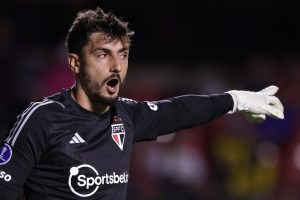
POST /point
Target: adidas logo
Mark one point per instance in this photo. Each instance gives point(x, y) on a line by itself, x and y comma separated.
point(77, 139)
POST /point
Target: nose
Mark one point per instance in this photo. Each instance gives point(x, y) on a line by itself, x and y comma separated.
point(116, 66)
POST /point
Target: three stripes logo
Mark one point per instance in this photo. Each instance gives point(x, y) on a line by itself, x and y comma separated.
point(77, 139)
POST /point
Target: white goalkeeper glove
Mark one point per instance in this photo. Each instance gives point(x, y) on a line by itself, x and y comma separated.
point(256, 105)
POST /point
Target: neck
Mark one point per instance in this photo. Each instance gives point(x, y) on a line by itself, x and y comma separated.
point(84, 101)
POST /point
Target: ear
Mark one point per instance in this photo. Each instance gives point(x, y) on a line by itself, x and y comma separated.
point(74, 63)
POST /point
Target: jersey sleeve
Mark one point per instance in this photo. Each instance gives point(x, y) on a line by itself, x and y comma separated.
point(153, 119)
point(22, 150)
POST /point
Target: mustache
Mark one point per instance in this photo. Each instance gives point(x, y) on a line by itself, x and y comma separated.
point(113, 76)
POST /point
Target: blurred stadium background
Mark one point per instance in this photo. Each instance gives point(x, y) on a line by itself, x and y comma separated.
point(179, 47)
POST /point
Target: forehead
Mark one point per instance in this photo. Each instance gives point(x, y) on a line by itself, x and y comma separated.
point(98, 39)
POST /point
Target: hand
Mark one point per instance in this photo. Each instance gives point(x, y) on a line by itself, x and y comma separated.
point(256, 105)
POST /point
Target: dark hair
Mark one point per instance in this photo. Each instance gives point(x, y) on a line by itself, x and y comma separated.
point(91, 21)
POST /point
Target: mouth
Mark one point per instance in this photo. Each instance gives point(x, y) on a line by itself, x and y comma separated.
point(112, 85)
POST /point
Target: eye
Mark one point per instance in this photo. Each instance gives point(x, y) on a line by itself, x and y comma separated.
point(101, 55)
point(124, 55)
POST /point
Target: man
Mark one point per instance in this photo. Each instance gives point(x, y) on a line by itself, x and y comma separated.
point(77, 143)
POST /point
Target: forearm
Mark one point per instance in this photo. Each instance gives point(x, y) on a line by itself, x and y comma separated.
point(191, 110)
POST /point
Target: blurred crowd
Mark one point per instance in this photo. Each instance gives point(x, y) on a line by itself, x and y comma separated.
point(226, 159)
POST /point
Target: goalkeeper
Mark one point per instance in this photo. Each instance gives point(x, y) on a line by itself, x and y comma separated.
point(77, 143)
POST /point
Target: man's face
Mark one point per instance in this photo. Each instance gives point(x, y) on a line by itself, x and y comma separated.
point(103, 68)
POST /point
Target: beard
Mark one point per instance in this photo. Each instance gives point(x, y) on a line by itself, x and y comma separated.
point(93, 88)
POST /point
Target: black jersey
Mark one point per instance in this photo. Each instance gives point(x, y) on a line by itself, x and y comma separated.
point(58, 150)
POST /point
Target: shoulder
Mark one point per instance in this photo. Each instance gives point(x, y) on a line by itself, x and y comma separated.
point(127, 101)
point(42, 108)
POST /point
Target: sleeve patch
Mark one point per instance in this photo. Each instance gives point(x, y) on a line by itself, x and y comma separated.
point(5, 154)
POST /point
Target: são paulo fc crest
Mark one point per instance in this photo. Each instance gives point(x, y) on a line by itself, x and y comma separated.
__________________________________________________
### WHAT TO PRODUCE
Quote the material exactly. Pictures stay out.

### EXERCISE RESPONSE
POST /point
Target: adidas logo
Mark one point per instance in this photo. Each instance gives point(x, y) on a line by itself, x and y comma separated.
point(77, 139)
POST /point
Target: nose
Mark one point per instance in this photo. Each instance gives point(x, y) on a line by itself, x and y comma separated.
point(116, 66)
POST /point
Target: three stripes logo
Mark one point per instance in this photo. Each instance gives point(x, y) on a line by itself, x and y comma separated.
point(77, 139)
POST /point
Target: white goalkeeper glove
Mark one point per instance in this photo. Each instance gives point(x, y) on a line by itself, x and y comma separated.
point(256, 105)
POST /point
Target: neck
Mark one point per instance in this photo. Each instance gives point(x, y) on a line by itself, x and y comma separated.
point(84, 101)
POST /point
Target: ear
Mark one point per instance in this photo. Each instance gives point(x, y) on a line by itself, x and y comma separated.
point(74, 63)
POST /point
Target: jersey sleeve
Mark one point per instance in this photo. Each instance gives point(x, y) on a line by itself, x and y comma separated.
point(153, 119)
point(22, 150)
POST /point
Target: mustache
Mark one point per instance in this photo. Each instance gives point(x, y) on a line by itself, x and y comma separated.
point(113, 76)
POST /point
Target: blurred stadium background
Mark one point per instance in this photo. Each instance gives point(x, y) on a line by itself, x and y comma separated.
point(179, 47)
POST /point
Target: forehead
Mark one point per instance in this photo. Each instance gives point(x, y) on a line by itself, x and y comma separated.
point(98, 39)
POST /point
Target: hand
Mark one point per instance in this photo. Each instance gives point(x, y) on a line by itself, x and y comma separated.
point(256, 105)
POST /point
Target: dark hair
Mark one point per instance in this photo. Each instance gives point(x, y) on a line by itself, x and y comma separated.
point(91, 21)
POST /point
Target: mouth
Mark one point per instance in this photo. Each instance gives point(x, y) on a line by itself, x and y comma separated.
point(112, 85)
POST /point
Target: eye
Mark one point per instance in this photo. Each instance gives point(x, y) on a line by itself, x and y comma separated.
point(101, 55)
point(124, 55)
POST /point
Target: man
Mark one point per instance in this photo. Each instance gives point(x, y) on a line by itself, x and y comma separated.
point(77, 143)
POST /point
Target: forearm
Mark one point per instance in this photo. Each instance gives point(x, y) on a line by itself, x and y comma separated.
point(191, 110)
POST /point
Target: blurred crowd
Mark one point per instance in this photo. Each instance gives point(x, y) on a line by itself, x and y comma separated.
point(226, 159)
POST /point
Target: goalkeeper
Mark one point per instance in this photo. Each instance gives point(x, y) on a line by itself, x and y comma separated.
point(77, 143)
POST /point
Target: man's face
Mark one point per instance in this photo. Each instance gives point(x, y) on a line by itself, x and y comma separated.
point(103, 68)
POST /point
Target: beard
Mark one point per instance in this photo. Each instance gives point(x, y) on a line by itself, x and y comma separated.
point(93, 88)
POST /point
Target: black jersey
Mark one point per instance in this photo. Each instance gives point(x, y) on a line by itself, x and y comma separated.
point(58, 150)
POST /point
Target: shoulder
Mark one point per instance in this photo. Each instance gives point(x, y) on a line by itself, x and y comma separated.
point(127, 101)
point(42, 108)
POST /point
Target: sleeve patch
Mark one point per instance in this photo. Each instance gives point(x, y) on a line by itself, x and y comma separated.
point(5, 154)
POST /point
Target: são paulo fc crest
Mark one point per instance in this photo. Each instance gives point(x, y) on a line by itself, x and y comma separated.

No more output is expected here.